* _Directions for this task_:
Copy out the records word for word, from the very first line through the line with "xmin=0 ymin=329 xmax=394 ymax=563", and leave the pictures out.

⟨

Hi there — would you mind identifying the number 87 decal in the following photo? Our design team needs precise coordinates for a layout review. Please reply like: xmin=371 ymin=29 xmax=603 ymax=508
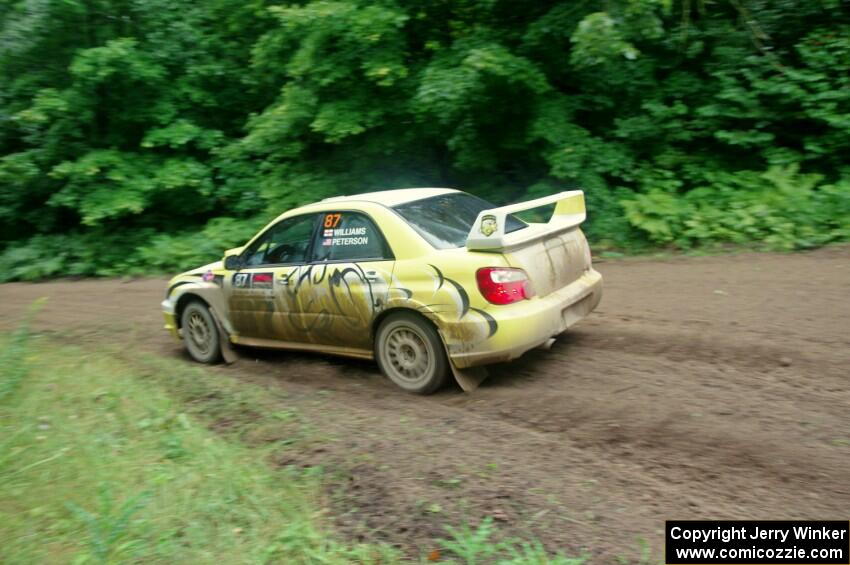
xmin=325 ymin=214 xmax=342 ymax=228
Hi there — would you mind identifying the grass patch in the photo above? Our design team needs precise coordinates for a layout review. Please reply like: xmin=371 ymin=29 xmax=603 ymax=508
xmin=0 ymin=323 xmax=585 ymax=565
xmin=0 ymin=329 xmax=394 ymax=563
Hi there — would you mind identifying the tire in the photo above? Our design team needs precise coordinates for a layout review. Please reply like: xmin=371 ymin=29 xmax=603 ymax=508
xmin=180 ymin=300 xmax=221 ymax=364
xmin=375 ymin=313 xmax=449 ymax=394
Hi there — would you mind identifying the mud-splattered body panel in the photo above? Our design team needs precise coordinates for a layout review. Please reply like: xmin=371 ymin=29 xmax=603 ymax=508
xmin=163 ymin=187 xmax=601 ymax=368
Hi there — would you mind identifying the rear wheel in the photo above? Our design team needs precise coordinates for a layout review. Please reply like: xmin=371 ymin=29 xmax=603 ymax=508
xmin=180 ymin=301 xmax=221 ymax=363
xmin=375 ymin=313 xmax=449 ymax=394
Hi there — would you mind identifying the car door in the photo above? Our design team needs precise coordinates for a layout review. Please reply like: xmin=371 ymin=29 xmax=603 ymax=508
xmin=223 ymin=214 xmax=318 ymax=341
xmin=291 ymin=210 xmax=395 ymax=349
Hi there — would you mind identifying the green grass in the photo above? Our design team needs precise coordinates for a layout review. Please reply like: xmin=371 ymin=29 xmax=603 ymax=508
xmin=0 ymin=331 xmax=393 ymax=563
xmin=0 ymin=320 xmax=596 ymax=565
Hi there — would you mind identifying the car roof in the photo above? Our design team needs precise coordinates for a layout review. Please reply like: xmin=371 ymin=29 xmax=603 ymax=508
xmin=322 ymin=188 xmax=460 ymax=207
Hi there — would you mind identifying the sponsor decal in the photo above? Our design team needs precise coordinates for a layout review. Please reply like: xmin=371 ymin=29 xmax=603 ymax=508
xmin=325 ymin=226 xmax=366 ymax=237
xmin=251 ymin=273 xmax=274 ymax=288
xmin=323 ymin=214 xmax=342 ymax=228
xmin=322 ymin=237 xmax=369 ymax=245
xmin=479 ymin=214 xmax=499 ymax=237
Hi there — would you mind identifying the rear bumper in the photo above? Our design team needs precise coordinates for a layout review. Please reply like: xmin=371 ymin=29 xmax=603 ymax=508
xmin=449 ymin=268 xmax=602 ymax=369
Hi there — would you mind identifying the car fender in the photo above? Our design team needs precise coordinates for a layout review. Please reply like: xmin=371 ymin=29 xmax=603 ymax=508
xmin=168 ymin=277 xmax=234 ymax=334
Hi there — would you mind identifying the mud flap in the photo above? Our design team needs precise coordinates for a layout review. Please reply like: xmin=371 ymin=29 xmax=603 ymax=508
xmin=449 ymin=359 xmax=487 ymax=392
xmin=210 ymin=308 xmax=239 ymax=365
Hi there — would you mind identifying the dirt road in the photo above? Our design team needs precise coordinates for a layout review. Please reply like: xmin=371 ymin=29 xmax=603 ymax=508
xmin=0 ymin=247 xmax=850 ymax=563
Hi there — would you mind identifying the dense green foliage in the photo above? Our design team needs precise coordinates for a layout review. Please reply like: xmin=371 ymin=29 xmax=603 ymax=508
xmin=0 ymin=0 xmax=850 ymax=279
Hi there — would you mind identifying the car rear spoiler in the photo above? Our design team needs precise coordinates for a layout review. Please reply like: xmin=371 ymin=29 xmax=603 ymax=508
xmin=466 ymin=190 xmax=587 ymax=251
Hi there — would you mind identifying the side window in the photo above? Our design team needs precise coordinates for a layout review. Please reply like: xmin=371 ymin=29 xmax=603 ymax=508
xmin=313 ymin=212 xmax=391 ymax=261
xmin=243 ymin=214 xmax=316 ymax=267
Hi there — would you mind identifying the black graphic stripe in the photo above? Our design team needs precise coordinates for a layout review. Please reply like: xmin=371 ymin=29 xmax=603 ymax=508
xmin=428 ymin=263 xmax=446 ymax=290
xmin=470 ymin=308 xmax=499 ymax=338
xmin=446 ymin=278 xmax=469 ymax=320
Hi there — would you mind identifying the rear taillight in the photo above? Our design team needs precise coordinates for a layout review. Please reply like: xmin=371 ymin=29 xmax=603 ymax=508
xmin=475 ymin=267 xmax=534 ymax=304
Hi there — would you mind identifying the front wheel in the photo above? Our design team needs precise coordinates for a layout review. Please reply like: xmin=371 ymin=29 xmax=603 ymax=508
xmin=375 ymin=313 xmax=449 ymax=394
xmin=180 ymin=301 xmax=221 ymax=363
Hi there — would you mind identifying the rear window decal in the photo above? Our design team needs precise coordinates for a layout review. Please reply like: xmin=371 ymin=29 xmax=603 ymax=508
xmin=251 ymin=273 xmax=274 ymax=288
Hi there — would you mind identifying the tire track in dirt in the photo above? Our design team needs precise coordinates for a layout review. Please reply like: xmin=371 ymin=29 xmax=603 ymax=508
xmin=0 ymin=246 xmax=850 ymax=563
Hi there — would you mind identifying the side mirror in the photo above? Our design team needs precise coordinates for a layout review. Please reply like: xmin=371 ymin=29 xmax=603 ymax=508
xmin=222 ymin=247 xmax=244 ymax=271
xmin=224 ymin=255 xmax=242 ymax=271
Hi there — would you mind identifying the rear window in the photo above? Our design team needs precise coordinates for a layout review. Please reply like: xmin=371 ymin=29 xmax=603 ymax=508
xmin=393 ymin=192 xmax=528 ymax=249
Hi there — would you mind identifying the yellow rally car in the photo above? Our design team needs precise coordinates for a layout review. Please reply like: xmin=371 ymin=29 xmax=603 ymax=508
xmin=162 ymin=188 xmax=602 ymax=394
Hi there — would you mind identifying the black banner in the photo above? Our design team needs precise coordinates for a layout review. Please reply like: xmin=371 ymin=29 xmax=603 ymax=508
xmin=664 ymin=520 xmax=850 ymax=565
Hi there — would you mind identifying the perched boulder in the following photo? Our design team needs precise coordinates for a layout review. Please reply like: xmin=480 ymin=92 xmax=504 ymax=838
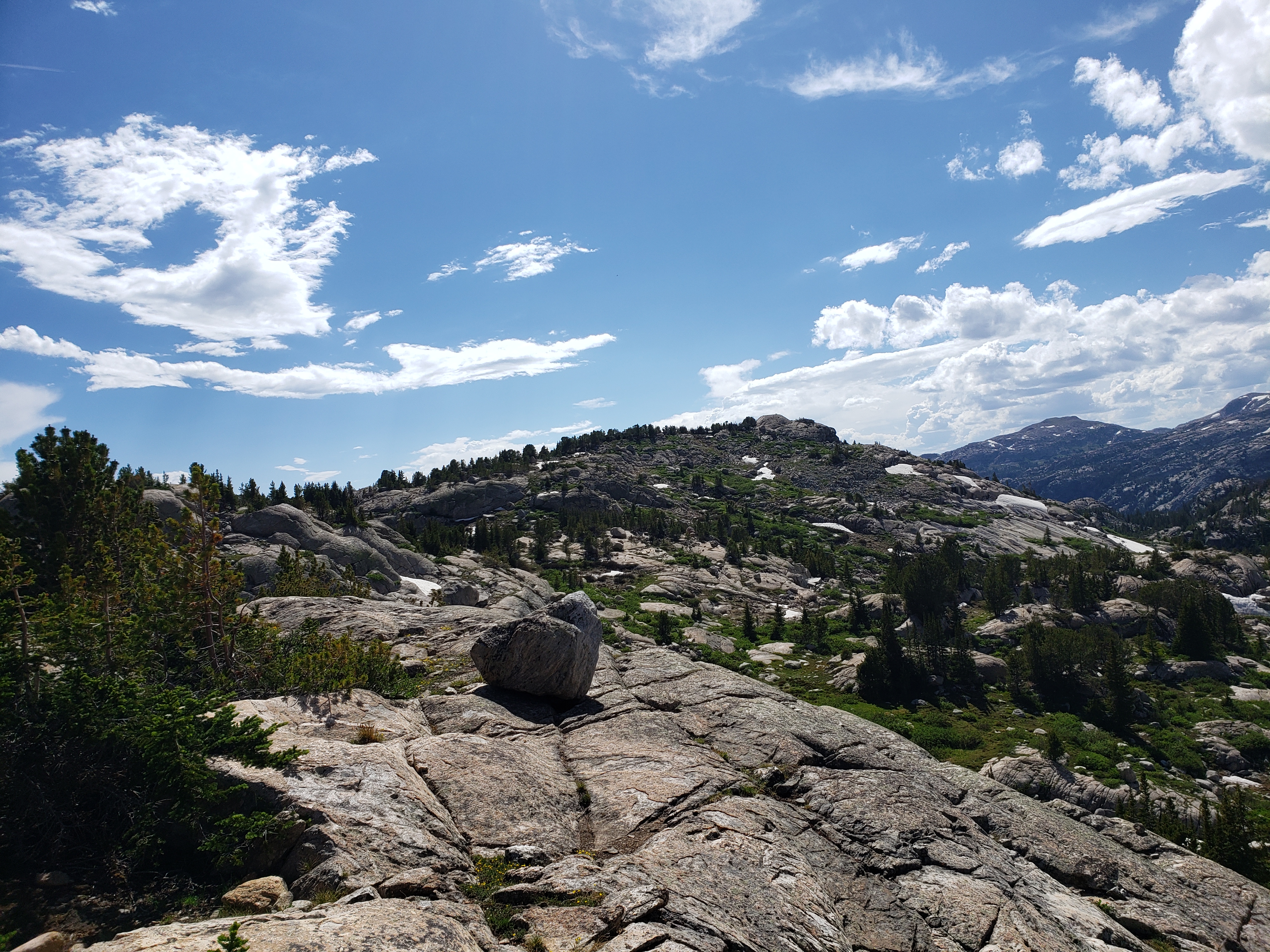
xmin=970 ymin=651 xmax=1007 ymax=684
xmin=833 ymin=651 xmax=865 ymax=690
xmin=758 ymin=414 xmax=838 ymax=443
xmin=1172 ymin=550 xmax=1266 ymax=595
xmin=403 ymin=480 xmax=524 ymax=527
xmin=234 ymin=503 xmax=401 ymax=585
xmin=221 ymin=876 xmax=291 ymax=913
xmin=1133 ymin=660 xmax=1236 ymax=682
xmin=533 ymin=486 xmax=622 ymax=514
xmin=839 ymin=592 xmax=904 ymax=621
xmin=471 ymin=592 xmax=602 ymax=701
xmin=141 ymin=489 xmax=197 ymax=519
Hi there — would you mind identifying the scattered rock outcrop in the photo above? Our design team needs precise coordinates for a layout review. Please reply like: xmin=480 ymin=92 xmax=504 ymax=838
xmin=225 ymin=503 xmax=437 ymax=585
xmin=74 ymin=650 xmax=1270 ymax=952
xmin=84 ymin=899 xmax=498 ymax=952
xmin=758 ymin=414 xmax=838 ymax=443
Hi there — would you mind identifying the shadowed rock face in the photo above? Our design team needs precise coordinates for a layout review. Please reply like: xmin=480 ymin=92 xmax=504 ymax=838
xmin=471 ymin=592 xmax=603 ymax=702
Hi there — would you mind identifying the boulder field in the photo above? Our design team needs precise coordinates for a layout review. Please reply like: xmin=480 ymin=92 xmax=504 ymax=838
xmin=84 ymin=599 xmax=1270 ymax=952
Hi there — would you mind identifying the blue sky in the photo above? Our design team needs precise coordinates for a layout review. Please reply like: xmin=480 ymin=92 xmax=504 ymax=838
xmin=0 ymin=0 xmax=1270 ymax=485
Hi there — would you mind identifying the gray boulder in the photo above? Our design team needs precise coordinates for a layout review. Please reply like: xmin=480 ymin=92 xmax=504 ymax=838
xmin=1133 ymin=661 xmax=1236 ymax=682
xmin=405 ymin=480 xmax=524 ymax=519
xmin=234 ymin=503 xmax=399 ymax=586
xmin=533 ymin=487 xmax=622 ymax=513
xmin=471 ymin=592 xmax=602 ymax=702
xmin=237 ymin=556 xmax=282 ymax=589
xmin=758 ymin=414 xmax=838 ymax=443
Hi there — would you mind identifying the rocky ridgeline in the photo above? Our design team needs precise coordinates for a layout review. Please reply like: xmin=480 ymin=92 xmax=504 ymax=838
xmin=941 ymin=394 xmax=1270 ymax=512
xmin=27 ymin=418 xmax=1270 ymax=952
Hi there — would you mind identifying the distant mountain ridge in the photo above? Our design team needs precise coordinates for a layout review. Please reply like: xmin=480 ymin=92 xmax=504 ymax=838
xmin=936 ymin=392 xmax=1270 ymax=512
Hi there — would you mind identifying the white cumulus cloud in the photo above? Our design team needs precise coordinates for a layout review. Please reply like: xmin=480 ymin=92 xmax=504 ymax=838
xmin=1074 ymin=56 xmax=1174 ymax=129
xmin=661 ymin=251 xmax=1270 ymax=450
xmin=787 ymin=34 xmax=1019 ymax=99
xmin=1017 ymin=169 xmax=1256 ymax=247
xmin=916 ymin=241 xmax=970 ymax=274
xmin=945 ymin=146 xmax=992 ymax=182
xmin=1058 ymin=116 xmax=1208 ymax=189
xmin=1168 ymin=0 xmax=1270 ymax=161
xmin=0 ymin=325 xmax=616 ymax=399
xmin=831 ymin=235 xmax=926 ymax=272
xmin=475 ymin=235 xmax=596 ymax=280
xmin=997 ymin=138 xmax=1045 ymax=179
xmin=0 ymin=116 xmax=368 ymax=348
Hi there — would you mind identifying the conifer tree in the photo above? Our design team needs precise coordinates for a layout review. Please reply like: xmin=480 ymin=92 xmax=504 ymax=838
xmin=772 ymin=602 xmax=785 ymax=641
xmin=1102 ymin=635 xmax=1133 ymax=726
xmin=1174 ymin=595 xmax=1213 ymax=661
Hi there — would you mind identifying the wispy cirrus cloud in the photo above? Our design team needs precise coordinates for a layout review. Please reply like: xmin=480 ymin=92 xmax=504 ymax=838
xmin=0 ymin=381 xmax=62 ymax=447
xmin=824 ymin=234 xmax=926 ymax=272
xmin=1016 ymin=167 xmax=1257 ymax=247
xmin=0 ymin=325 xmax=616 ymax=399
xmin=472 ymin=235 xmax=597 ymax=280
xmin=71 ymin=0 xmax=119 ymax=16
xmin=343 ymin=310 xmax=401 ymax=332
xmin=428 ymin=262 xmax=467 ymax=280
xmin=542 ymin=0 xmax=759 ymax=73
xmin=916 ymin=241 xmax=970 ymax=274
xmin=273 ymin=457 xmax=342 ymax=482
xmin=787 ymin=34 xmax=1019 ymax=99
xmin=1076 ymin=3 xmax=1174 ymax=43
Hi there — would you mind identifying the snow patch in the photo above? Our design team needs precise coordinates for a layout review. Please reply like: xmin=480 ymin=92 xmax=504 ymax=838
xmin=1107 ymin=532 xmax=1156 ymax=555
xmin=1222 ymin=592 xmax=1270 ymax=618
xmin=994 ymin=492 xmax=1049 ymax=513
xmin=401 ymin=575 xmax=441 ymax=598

⟩

* _Response for this exercise_:
Hi there — would you mind identifying the number 87 decal in the following photo? Our design team needs precise coordinates for a layout review. Please reply like: xmin=371 ymin=29 xmax=603 ymax=508
xmin=325 ymin=214 xmax=342 ymax=228
Hi there — would you mind identifying the grass patch in the photo above? Our design team needs precise coordinates for a layout review. Please reply like: xmin=371 ymin=29 xmax=603 ymax=508
xmin=0 ymin=323 xmax=585 ymax=565
xmin=0 ymin=329 xmax=394 ymax=563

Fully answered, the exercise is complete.